▸ TASKS AND EXERCISES
A. According to the Cardinals forum thread, what was the team's win-loss record in 2007?
B. Print the Cardinals forum thread from "I also recall" to "in his departure.".

Re: Cardinals Hot Stove 2013

artie_fufkin wrote:

I also recall Kennedy groused about playing time and asked to be traded after the 2008 season. The Cardinals released him when they were unable to find a taker for a second baseman with an OPS under .700 who couldn't beat out Aaron Miles.

exactly.  he had a hand in his departure.

 

11/15/2012 8:00 pm  #177


Re: Cardinals Hot Stove 2013

APIAD wrote:

Max wrote:

That really depends, AP.  Let's say Kennedy is due $10 M over 3 years and the team notices right away there's a problem.  Some investigation turns up evidence that Kennedy is having marital problems, which may be affecting his play.  Opening day payroll was $90M, and the next season it was $99M, so let's assume they had $9M to play with.  In 2007, we finished 78-84, 7 games back with a -104 run differential.  2B was a clear minus, offensively, compared to league average.  If an option was there, would the team have been better off committing some or all of that $9M to be competitive in 2007?  People like KC were doing the math back then, and the difference in revenue is huge.  That is, DeWitt stood to earn much more money if there was a way to economically fix the problem at 2B (and whatever else ailed them in '07 . . . no Carpenter?).

Fors's point has long been: "OK, even if I concede the point, how would you have spent the money?"  To that I obviously do not have a good answer.  It is possible that no good options were available.  It is also possible that the team chose to play it cheaply.

How does any of that have anything to do with them releasing Kennedy.  That opens up a roster space but doesnt create more money.  And clearly they wouldnt have singed Kennedy to start with if they didnt think he was the best option.  You still havent told me one thing, when should they have released him?  After a week?  A month?  You know players get off to slow start.  they also have bad years.  Why would a club burn a contract everytime someone has a poor year?

To be competitive, now. 

AP, there are more ways than one to eat a contract, and i answered the other question several times.

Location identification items
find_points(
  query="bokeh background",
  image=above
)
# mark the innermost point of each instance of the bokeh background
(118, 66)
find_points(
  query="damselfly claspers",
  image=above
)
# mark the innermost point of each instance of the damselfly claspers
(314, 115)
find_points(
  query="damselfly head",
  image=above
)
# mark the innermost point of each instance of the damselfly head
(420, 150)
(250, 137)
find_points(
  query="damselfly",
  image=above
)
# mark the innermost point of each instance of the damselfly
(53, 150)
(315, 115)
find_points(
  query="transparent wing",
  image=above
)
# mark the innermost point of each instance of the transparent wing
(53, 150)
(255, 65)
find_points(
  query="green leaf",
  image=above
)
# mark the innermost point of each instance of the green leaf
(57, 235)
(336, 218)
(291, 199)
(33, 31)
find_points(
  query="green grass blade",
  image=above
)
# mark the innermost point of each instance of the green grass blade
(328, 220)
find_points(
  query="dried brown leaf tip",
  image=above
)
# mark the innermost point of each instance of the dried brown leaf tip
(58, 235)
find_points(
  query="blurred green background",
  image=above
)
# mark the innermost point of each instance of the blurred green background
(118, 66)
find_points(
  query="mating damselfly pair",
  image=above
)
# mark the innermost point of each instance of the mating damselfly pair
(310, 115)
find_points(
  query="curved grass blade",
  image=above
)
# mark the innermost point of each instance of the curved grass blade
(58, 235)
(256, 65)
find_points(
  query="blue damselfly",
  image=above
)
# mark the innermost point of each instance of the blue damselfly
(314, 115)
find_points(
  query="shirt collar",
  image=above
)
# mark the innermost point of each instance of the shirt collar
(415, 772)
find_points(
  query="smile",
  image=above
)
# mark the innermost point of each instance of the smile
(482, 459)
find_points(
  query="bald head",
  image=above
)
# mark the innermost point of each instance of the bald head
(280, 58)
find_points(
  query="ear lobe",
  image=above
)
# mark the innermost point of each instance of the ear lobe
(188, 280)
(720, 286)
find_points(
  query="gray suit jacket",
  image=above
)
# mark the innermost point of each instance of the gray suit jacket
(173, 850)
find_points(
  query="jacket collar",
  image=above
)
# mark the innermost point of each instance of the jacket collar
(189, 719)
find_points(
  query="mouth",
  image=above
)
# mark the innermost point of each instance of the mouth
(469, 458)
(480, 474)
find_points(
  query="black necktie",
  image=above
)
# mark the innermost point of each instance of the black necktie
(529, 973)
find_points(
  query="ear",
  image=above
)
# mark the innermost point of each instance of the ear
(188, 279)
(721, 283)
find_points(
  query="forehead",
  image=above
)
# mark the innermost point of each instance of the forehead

▸ ANSWERS TO THE EXERCISES
A. 78-84

B.
I also recall Kennedy groused about playing time and asked to be traded after the 2008 season. The Cardinals released him when they were unable to find a taker for a second baseman with an OPS under .700 who couldn't beat out Aaron Miles.

exactly.  he had a hand in his departure.